## EXCERPT PROVIDED:
+ + + +

Deprecations

This document outlines the Scrapy deprecation policy, how to handle deprecation warnings, and lists when various pieces of Scrapy have been removed or altered in a backward incompatible way, following their deprecation.

Deprecation policy

Scrapy features may be deprecated in any version of Scrapy.

After a Scrapy feature is deprecated in a non-bugfix release (see release number in Versioning and API Stability), that feature may be removed in any later Scrapy release.

For example, a feature of 1.0.0 deprecated in 1.1.0 may stop working in 1.2.0 or in any later version.

Deprecation warnings

When you use a deprecated feature, Scrapy issues a Python warning (see warnings).

Scrapy deprecation warnings use the following warning category:

class scrapy.exceptions.ScrapyDeprecationWarning[source]

Warning category for deprecated Scrapy features.

+ + + +

## TASK DATA:
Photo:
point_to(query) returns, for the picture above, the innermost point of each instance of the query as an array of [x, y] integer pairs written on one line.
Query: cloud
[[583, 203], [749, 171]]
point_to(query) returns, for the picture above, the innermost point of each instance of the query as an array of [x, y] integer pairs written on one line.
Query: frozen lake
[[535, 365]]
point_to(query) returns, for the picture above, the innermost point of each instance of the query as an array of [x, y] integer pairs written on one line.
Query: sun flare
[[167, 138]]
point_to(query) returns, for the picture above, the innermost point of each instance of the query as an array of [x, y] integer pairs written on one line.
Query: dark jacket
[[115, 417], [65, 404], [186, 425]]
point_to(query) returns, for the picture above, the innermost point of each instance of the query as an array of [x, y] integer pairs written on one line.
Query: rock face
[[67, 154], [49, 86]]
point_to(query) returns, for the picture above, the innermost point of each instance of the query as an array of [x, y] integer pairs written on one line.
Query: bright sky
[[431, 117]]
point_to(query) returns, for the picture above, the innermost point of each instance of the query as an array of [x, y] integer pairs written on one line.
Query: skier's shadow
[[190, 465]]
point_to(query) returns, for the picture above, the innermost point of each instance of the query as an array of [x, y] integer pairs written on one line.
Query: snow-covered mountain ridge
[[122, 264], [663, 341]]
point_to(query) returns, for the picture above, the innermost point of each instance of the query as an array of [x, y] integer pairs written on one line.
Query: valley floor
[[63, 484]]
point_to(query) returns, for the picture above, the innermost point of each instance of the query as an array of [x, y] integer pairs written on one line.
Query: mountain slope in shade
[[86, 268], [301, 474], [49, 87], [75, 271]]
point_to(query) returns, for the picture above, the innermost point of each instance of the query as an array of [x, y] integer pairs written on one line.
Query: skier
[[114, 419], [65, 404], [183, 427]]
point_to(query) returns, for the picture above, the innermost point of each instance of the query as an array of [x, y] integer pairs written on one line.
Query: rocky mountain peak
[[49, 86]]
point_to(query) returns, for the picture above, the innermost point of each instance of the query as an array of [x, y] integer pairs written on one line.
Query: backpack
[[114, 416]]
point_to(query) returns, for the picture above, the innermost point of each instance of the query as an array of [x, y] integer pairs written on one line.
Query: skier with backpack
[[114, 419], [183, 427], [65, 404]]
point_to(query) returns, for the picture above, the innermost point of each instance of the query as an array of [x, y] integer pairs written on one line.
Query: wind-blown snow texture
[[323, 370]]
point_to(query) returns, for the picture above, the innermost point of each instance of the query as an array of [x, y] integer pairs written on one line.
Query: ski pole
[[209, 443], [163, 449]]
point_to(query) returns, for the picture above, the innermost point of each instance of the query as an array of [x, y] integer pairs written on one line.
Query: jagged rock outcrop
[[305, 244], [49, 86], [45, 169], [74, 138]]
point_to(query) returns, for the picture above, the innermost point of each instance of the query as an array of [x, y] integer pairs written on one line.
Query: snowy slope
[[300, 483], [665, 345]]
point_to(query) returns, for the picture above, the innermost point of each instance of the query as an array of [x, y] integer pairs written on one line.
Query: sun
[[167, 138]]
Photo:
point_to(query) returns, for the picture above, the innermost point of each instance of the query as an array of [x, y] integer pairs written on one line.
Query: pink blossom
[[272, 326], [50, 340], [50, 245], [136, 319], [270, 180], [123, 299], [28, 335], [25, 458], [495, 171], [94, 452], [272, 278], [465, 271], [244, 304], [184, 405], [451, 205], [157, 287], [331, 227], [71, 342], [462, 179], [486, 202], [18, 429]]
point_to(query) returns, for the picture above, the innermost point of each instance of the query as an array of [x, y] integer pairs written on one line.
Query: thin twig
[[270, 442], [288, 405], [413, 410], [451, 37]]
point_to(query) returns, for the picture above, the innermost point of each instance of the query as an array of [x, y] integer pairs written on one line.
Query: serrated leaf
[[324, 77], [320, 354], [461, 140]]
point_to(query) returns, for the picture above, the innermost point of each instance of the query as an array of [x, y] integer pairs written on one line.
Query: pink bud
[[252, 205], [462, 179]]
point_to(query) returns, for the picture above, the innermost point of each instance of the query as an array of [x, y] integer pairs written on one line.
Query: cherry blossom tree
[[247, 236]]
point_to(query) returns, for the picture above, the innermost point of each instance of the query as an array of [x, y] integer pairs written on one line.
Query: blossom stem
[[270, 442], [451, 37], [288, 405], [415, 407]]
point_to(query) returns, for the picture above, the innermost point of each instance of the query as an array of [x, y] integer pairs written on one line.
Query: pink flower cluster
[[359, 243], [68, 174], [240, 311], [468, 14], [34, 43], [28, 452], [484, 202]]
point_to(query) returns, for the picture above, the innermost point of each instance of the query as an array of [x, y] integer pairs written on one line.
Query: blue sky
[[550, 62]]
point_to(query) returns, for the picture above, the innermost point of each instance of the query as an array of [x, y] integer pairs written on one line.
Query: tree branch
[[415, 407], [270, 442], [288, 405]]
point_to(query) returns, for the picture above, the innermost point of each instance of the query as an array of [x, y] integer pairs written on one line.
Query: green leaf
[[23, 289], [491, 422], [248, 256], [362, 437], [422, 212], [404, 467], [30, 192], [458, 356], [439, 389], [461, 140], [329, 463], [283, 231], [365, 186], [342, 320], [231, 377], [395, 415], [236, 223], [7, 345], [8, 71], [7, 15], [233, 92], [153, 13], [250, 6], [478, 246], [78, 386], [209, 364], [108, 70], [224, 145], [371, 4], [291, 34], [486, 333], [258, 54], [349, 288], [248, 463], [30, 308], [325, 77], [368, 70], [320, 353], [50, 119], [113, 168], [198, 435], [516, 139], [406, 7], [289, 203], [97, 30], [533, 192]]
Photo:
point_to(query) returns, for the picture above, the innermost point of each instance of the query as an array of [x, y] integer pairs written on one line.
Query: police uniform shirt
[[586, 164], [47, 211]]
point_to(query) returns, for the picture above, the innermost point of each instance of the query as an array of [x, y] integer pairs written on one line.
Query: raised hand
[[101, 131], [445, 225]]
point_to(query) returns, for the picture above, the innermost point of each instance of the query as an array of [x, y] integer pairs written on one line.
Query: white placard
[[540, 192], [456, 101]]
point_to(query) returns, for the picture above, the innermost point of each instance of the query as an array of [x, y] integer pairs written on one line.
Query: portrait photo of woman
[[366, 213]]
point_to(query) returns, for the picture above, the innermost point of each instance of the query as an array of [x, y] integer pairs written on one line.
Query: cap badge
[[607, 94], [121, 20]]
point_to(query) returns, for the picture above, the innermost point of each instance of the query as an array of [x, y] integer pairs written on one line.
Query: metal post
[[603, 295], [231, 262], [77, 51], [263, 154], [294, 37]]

+ + + +

## REQUIRED WORK:
[a] Locate each line in the records that contains the word "blossom" and copy those lines.
[b] Resume the Scrapy deprecations page from the point where it stops.
The Scrapy deprecations page and the records come from unrelated sources.

## RESPONSES PER TASK:
[a]
Query: pink blossom
Query: cherry blossom tree
Query: blossom stem

[b]
Unlike DeprecationWarning, warnings in this category are shown by default.

Filtering out deprecation warnings

Filtering out only Scrapy warnings is not easy due to a Python issue.

If you do not mind filtering out all warnings, not only Scrapy deprecation warnings, apply the ignore warning filter with -W or PYTHONWARNINGS. For example:

$ export PYTHONWARNINGS=ignore

Upcoming changes

The changes below will be required in a future version of Scrapy. We encourage you to apply any change that is applicable to your version of Scrapy.

Applicable since 1.4.0

Applicable since 1.3.0

  • ChunkedTransferMiddleware is removed, chunked transfers are supported by default.

Applicable since 1.1.0

  • scrapy.utils.python.isbinarytext is removed. Use scrapy.utils.python.binary_is_text instead, but mind that it returns the inverse value (isbinarytext() == not binary_is_text()).
  • In scrapy.utils.datatypes, the MultiValueDictKeyError exception and classes MultiValueDict and SiteNode are removed.
  • The previously bundled scrapy.xlib.pydispatch library is replaced by pydispatcher.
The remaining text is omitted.